Assigned task =>
Every record must be restated exactly. Drop the images.

Provided information =>
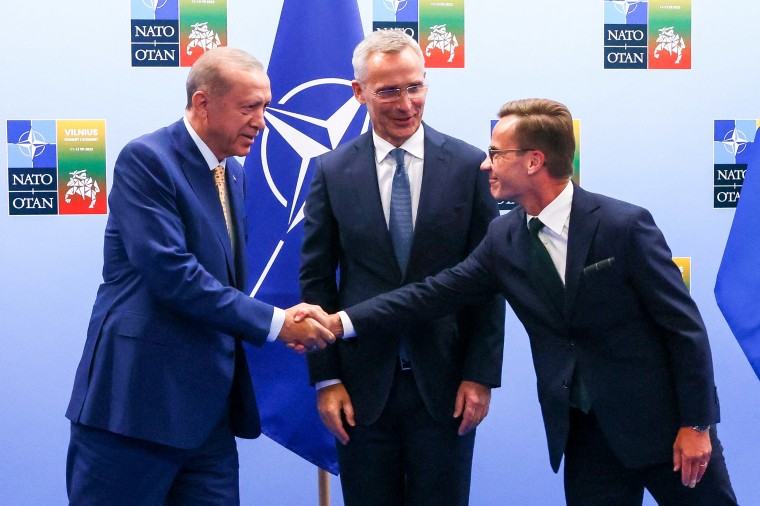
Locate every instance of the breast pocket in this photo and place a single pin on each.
(147, 328)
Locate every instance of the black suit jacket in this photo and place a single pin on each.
(345, 230)
(632, 325)
(163, 358)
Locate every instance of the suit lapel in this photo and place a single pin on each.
(584, 220)
(519, 245)
(202, 182)
(433, 194)
(363, 174)
(236, 188)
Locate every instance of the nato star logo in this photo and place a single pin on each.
(395, 5)
(735, 141)
(626, 7)
(301, 126)
(31, 144)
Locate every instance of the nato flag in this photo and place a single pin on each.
(737, 287)
(312, 112)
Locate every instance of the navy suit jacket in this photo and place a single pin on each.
(632, 326)
(163, 357)
(345, 230)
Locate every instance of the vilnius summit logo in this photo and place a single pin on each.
(56, 167)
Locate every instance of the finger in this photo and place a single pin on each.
(676, 460)
(689, 472)
(298, 348)
(459, 405)
(348, 412)
(701, 471)
(469, 420)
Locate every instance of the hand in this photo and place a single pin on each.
(691, 454)
(306, 333)
(332, 322)
(472, 404)
(332, 402)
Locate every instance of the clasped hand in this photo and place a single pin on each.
(306, 328)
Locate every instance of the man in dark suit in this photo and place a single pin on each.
(404, 407)
(622, 359)
(163, 384)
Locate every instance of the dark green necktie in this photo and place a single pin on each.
(544, 269)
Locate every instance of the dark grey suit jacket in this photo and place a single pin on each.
(347, 257)
(632, 326)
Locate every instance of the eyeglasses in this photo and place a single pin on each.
(393, 94)
(493, 152)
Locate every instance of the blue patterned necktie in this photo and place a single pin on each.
(401, 229)
(400, 222)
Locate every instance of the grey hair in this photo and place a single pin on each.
(382, 41)
(208, 71)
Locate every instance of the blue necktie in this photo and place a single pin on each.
(400, 222)
(401, 229)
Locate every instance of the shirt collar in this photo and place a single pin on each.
(208, 155)
(414, 145)
(555, 215)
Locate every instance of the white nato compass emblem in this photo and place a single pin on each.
(31, 143)
(735, 141)
(154, 5)
(395, 5)
(300, 129)
(626, 6)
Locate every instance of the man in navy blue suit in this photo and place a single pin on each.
(163, 386)
(623, 363)
(403, 408)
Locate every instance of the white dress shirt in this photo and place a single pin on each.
(414, 160)
(556, 220)
(278, 317)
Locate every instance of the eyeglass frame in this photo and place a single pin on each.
(492, 152)
(395, 93)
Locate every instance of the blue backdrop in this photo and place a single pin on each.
(646, 137)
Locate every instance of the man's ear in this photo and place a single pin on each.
(536, 160)
(358, 92)
(200, 102)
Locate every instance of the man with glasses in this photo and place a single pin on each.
(622, 359)
(395, 205)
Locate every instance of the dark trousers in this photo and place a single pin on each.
(107, 468)
(595, 476)
(406, 458)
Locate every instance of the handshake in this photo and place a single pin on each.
(308, 328)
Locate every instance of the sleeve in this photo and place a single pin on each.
(320, 251)
(470, 282)
(483, 324)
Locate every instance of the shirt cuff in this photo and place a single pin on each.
(326, 383)
(348, 327)
(278, 320)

Written response =>
Locate every instance of the breast pocket in this photo and place a single pin on each.
(147, 328)
Locate every instance of the black suit jacket in this photo and place a single pin on each.
(345, 230)
(632, 325)
(163, 358)
Locate every instance of the suit lapel in this photo and place a single pin on each.
(584, 220)
(519, 245)
(202, 182)
(433, 194)
(363, 174)
(236, 188)
Locate every instance of the nato star logo in this photo and place a single pin on each.
(395, 5)
(735, 141)
(626, 7)
(301, 126)
(31, 144)
Locate every instance of the nato flag in this photo and place a single pin on each.
(737, 287)
(312, 112)
Locate every instance of the navy suit jacket in this photo and place a single pin on each.
(632, 326)
(163, 357)
(345, 230)
Locate every instance of the vilnius summit logo in this photo and place a single pin on each.
(56, 167)
Locate every instance of the finger in this photo and place a single pin on each.
(676, 460)
(689, 472)
(298, 348)
(459, 405)
(348, 412)
(701, 471)
(469, 420)
Locate every instance of the hand in this photo and place a single pin on each.
(691, 454)
(306, 333)
(332, 322)
(472, 404)
(332, 402)
Locate every instance of the clasped hand in this photo and place a single pin on each.
(306, 328)
Locate every instance of the man in dark suit in this photo and place a single pin on each.
(404, 407)
(622, 359)
(163, 384)
Locate every instance of the dark green necktie in this photo and place a single pin on each.
(544, 269)
Locate every instance of the dark grey suit jacket in this photo and place a single pin on each.
(347, 257)
(632, 326)
Locate every instance of the eyeglasses in this photo and place a single pin on each.
(393, 94)
(493, 152)
Locate every instance of the blue patterned necktie in this photo and place a single pin on each.
(401, 229)
(400, 222)
Locate every instance of the grey hair in this photo and place a single pin on each.
(382, 41)
(208, 71)
Locate every instance of the blue necktie in this photo and place a single pin on each.
(400, 222)
(401, 229)
Locate every instance of the shirt collar in this photo and place a single pin on each.
(208, 155)
(414, 145)
(555, 215)
Locate every instance of the white nato compass emblem in this photo and place a single pin on each.
(31, 143)
(735, 141)
(154, 5)
(395, 5)
(300, 129)
(626, 6)
Locate every instance of the man in navy blue suit in this photo and place a single pin on each.
(163, 386)
(623, 363)
(403, 408)
Locate every instance of the white dress shirt in this photo and place a single pin on each.
(414, 160)
(556, 220)
(278, 317)
Locate every instance of the eyeglass frame in this photo and place a single pin on each.
(492, 152)
(395, 93)
Locate every instance of the blue backdrop in this photo and place a single pin on each.
(646, 137)
Locate every instance of the man's ear in this photo and place a single pin on each.
(536, 160)
(358, 92)
(200, 102)
Locate every instance of the man with glasses in this photo and place a single pin on each.
(622, 359)
(395, 205)
Locate every instance of the dark trousers in this photo and place a single pin on each.
(107, 468)
(595, 476)
(406, 458)
Locate every instance of the handshake in this photo and place a single pin on each.
(308, 328)
Locate every instance of the sleeve in this photo and place a single pin on each.
(320, 251)
(470, 282)
(483, 324)
Locate every instance of the shirt cuff in this photo and place a single pin on each.
(326, 383)
(348, 327)
(278, 320)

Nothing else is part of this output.